Extracted records

#####

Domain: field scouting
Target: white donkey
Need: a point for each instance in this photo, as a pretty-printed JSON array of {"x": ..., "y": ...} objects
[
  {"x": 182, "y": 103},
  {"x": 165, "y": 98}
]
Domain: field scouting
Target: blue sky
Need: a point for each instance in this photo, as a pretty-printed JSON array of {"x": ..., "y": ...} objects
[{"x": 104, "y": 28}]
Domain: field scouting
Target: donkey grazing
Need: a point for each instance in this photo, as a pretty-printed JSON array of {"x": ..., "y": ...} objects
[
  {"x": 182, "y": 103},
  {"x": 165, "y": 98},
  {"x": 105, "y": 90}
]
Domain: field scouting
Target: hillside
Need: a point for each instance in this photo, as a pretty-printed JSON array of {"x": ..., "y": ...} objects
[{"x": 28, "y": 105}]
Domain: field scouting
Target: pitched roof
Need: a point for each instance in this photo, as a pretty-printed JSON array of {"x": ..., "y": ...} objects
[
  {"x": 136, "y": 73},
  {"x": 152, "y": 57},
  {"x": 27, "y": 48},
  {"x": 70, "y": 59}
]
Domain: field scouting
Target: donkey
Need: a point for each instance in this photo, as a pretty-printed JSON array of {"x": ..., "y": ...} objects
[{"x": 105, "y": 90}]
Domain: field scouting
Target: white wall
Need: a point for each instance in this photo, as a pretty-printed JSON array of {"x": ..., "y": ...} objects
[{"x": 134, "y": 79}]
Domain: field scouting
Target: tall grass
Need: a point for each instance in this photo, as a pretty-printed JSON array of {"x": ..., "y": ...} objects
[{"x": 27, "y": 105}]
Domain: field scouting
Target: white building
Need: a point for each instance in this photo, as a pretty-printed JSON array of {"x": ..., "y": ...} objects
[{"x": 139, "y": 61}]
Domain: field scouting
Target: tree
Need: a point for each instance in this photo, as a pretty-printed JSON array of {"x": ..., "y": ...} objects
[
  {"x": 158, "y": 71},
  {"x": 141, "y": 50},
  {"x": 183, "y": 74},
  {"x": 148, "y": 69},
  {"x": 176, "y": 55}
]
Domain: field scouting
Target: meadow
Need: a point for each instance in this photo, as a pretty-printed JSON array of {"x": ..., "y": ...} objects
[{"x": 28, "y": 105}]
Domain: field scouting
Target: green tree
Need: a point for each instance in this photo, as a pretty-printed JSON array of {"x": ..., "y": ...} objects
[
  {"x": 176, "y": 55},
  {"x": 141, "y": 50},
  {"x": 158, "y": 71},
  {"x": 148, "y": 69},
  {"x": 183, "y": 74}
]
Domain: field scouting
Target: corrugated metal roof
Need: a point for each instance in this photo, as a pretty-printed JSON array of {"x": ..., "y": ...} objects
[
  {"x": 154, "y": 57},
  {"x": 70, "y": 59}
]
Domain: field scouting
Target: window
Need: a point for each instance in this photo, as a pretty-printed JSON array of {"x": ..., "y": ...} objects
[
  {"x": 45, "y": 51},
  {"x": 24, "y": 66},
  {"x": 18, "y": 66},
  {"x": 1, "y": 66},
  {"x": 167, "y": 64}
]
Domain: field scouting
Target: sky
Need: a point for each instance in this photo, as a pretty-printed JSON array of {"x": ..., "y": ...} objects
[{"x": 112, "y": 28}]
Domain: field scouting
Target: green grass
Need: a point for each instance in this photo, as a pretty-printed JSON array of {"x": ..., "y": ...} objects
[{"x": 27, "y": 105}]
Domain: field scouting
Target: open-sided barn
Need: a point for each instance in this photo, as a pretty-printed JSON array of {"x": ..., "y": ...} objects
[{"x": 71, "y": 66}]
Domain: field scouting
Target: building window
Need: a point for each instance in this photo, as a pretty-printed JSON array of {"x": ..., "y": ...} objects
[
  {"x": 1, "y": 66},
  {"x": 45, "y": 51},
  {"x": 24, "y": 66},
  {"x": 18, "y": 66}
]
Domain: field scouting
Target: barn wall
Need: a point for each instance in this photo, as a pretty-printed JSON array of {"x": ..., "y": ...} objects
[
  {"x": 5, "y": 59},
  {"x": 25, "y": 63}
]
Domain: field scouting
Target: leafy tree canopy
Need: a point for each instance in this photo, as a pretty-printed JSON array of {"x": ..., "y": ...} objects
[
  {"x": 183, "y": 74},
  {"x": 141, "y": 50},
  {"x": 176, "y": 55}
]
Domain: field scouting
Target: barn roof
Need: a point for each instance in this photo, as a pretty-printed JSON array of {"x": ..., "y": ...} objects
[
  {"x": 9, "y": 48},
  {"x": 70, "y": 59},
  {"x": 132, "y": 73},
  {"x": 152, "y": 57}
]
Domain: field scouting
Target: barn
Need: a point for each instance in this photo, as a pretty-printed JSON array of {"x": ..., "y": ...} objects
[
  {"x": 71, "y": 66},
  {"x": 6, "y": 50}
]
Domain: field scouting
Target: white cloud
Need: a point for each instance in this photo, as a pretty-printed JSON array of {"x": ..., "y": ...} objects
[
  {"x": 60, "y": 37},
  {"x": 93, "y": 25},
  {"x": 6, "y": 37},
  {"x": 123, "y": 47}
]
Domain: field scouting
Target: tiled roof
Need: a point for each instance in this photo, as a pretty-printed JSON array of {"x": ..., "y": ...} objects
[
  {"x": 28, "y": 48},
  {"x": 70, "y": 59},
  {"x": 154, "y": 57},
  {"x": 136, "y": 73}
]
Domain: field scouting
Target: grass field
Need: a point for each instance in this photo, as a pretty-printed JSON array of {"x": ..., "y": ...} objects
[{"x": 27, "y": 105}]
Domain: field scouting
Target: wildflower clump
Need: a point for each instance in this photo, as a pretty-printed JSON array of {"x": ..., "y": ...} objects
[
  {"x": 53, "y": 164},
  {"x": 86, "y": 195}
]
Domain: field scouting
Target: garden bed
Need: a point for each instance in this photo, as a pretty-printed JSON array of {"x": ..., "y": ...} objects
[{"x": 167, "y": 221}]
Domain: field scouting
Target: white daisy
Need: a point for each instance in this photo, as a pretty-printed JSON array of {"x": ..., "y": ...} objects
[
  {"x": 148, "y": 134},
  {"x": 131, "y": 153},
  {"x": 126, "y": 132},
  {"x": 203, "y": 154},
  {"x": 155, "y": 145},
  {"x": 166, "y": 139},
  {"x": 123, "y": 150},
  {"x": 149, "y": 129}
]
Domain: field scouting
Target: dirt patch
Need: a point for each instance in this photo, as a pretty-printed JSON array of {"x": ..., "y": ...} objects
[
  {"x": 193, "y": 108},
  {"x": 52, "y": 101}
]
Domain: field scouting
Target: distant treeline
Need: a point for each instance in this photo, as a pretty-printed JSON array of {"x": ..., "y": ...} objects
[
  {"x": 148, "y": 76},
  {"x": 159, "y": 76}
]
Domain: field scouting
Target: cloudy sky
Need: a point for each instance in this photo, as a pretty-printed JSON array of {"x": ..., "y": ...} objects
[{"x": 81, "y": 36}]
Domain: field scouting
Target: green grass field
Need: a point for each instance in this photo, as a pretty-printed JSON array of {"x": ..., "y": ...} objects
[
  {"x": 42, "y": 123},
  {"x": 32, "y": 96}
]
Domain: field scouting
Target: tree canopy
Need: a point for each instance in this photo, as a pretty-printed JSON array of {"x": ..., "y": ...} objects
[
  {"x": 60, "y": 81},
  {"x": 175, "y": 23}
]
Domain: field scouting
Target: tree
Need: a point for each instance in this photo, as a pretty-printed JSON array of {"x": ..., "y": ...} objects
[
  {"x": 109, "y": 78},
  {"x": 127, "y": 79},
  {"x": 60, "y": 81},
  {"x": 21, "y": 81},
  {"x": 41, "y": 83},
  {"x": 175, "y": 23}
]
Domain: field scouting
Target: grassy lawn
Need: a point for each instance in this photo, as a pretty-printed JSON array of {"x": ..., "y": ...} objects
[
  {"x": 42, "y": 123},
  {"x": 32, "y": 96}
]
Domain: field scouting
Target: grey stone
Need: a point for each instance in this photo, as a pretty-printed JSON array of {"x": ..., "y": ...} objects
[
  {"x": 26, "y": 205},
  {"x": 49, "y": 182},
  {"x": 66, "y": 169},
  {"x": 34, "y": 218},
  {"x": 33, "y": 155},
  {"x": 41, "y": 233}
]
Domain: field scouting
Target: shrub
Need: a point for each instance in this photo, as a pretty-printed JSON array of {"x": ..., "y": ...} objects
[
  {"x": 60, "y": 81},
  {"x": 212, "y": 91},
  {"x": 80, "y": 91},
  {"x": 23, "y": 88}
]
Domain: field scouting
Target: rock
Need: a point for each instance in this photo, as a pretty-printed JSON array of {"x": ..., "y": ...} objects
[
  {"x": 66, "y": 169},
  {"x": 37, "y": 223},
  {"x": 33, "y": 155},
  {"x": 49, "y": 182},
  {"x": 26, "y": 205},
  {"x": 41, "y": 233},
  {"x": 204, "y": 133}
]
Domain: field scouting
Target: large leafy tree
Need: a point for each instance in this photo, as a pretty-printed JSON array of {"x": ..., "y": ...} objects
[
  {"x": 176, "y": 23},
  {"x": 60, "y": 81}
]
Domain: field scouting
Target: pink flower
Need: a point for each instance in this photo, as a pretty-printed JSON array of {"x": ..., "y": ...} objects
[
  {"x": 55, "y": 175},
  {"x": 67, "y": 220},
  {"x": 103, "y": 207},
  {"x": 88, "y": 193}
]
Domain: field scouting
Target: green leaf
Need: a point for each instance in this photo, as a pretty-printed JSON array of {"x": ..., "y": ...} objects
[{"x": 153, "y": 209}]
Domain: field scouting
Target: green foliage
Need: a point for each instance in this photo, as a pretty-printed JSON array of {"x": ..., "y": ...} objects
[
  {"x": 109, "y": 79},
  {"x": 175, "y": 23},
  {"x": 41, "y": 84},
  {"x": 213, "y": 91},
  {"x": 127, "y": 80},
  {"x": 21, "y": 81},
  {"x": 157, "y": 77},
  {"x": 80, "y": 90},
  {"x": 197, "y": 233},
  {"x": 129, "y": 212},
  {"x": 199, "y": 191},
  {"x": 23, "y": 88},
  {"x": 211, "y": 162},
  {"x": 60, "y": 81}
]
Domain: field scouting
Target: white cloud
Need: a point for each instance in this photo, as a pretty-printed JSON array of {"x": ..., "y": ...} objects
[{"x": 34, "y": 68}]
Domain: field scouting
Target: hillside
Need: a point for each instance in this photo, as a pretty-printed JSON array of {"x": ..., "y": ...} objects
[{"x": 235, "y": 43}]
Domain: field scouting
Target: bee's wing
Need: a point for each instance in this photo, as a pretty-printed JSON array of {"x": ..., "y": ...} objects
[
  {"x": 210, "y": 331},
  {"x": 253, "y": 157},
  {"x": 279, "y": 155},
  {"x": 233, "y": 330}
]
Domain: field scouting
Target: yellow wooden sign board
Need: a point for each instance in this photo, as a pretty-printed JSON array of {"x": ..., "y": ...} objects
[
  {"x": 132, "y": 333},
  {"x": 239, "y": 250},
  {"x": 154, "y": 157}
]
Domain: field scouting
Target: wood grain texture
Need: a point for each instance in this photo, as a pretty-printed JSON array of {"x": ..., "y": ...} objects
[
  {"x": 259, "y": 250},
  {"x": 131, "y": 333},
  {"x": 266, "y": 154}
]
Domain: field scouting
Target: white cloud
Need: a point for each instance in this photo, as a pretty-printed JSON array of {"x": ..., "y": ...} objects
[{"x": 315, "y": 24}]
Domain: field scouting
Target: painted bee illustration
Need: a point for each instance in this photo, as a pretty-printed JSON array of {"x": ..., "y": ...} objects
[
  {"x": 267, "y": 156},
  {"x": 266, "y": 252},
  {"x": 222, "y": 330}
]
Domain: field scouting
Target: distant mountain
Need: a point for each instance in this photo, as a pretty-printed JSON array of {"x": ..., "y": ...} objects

#####

**ASSIGNMENT**
Once you find the line containing "Target: distant mountain", copy it and every line after it through the end of the records, exactly as they stand.

**EXERCISE RESPONSE**
Target: distant mountain
Need: a point for each instance in this photo, as a pretty-printed JSON array of {"x": ..., "y": ...} objects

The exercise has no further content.